## Travail à réaliser
(1) Dans le texte sur l'affaire C‑128/22, reformulez sous forme de liste le paragraphe commençant par « Renvoi préjudiciel – Directive 2004/38/CE ». Conservez ses faits essentiels.
(2) Selon le texte sur l'affaire C‑128/22, quelle juridiction a introduit la demande de décision préjudicielle ?
(3) Rédigez la suite du texte sur l'affaire C‑128/22 à partir de la fin du dernier passage présenté.

----- Texte fourni -----

Affaire C‑128/22

Nordic Info BV

contre

Belgische Staat

(demande de décision préjudicielle,
introduite par Nederlandstalige rechtbank van eerste aanleg Brussel)

Arrêt de la Cour (grande chambre) du 5 décembre 2023

« Renvoi préjudiciel – Directive 2004/38/CE – Articles 27 et 29 – Mesures restreignant la libre circulation des citoyens de l’Union pour des raisons de santé publique – Mesures de portée générale – Réglementation nationale prévoyant l’interdiction de sortir du territoire national pour effectuer des voyages non essentiels vers des États membres classés en zones à haut risque dans le contexte de la pandémie de COVID-19 ainsi que l’obligation pour tout voyageur entrant sur le territoire national au départ de l’un de ces États membres de se soumettre à des tests de dépistage et d’observer une quarantaine – Code frontières Schengen – Article 23 – Exercice des compétences de police en matière de santé publique – Équivalence avec l’exercice des vérifications aux frontières – Article 25 – Possibilité de réintroduction de contrôles aux frontières intérieures dans le contexte de la pandémie de COVID-19 – Contrôles effectués dans un État membre dans le cadre de mesures d’interdiction de franchissement des frontières aux fins d’effectuer des voyages non essentiels au départ ou à destination d’États de l’espace Schengen classés en zones à haut risque dans le contexte de la pandémie de COVID-19 »

----- Enregistrements de données -----

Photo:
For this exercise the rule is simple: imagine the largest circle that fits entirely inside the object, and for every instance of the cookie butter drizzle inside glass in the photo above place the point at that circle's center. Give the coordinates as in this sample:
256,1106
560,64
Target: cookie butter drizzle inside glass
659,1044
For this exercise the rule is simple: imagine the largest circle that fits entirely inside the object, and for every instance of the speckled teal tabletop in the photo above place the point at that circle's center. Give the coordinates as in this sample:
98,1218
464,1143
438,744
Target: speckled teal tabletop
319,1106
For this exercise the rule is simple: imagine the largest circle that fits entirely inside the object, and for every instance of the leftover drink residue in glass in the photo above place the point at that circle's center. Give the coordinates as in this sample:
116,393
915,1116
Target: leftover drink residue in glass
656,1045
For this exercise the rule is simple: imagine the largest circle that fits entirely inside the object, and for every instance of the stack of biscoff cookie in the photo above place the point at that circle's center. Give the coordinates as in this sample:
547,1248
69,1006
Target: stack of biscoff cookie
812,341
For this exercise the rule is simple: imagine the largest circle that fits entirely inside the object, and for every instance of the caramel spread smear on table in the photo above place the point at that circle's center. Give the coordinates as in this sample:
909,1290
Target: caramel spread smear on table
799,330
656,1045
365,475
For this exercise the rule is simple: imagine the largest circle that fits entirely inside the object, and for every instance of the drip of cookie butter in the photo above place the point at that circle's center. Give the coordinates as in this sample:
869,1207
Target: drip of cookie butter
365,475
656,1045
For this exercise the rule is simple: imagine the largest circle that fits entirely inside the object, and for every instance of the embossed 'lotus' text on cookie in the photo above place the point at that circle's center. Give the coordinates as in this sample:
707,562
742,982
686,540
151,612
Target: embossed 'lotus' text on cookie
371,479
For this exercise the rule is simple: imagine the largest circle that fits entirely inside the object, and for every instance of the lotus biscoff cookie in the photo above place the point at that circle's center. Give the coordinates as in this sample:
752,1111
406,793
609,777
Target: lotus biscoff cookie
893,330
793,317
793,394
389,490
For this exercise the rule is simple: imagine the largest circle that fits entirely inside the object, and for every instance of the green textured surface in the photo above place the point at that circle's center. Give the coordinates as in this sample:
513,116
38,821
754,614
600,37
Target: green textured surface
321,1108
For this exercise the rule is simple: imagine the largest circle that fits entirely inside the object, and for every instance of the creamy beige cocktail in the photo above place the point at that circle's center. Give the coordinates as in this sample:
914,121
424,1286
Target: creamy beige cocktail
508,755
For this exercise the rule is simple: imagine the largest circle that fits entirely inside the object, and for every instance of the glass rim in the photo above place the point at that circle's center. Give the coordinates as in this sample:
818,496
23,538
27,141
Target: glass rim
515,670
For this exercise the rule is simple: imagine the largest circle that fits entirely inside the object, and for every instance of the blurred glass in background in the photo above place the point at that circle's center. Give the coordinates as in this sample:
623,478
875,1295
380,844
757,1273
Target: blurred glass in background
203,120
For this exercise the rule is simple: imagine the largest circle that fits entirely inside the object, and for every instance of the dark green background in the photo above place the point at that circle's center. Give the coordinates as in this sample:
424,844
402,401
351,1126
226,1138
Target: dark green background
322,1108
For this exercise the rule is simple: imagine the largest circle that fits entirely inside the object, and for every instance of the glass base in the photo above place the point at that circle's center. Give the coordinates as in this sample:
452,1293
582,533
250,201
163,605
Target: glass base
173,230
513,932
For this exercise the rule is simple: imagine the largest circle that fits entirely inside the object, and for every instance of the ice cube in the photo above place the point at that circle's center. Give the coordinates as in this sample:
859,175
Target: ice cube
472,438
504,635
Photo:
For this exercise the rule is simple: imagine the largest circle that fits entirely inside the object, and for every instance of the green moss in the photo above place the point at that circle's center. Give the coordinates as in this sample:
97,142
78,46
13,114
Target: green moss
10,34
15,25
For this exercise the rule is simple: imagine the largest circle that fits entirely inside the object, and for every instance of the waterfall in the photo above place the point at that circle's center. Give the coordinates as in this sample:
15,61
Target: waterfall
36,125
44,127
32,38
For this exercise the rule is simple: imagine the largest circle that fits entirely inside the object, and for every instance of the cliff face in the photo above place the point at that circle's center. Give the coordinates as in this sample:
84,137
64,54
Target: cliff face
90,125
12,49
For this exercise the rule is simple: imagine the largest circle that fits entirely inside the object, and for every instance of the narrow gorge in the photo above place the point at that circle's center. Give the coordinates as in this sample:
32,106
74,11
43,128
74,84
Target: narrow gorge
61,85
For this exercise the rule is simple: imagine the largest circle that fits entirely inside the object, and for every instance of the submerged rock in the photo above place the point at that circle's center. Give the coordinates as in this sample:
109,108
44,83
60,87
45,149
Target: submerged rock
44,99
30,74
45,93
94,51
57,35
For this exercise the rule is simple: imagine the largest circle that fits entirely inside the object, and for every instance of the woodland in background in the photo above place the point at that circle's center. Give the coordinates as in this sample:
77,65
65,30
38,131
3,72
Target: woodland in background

-----

## Réponses à l'exercice
(1)
- Renvoi préjudiciel portant sur les articles 27 et 29 de la directive 2004/38/CE : mesures de portée générale restreignant la libre circulation des citoyens de l'Union pour des raisons de santé publique.
- Réglementation nationale liée à la pandémie de COVID-19 : interdiction de quitter le territoire national pour des voyages non essentiels vers des États membres classés en zones à haut risque, et obligation, pour tout voyageur arrivant de ces États, de se soumettre à des tests de dépistage et d'observer une quarantaine.
- Article 23 du code frontières Schengen : exercice des compétences de police en matière de santé publique et équivalence avec les vérifications aux frontières.
- Article 25 du même code : possibilité de réintroduire des contrôles aux frontières intérieures dans le contexte de la pandémie.
- Contrôles effectués dans un État membre dans le cadre de l'interdiction de franchir les frontières pour des voyages non essentiels au départ ou à destination d'États de l'espace Schengen classés en zones à haut risque.

(2) Le Nederlandstalige rechtbank van eerste aanleg Brussel.

(3)
  1. Citoyenneté de l’Union – Droit de libre circulation et de libre séjour sur le territoire des États membres – Directive 2004/38 – Limitation du droit d’entrée et du droit de séjour pour des raisons de santé publique – Notion de maladie potentiellement épidémique définie dans les instruments pertinents de l’OMS ou d’autres maladies infectieuses ou parasitaires contagieuses – COVID-19 – Inclusion – Conditions – Maladie faisant l’objet d’un ensemble de mesures de protection à l’égard des ressortissants de l’État membre concerné – Mesures adoptées à des fins non économiques – Vérification par la juridiction de renvoi

    (Directive du Parlement européen et du Conseil 2004/38, art. 27, § 1, et 29, § 1)

    (voir points 52-54)

  2. Citoyenneté de l’Union – Droit de libre circulation et de libre séjour sur le territoire des États membres – Directive 2004/38 – Limitation du droit d’entrée et du droit de séjour pour des raisons de santé publique – Champ d’application – Inclusion des mesures limitant également le droit de sortie – Notion de restrictions à la libre circulation – Interdiction de franchissement des frontières – Obligation pour les voyageurs entrant sur le territoire d’un État membre de se soumettre à des tests de dépistage et d’observer une quarantaine – Inclusion

    (Art. 20 et 21 TFUE ; directive du Parlement européen et du Conseil 2004/38, art. 4, 5, 27, § 1, et 29, § 1)

    (voir points 55, 56, 58, 59)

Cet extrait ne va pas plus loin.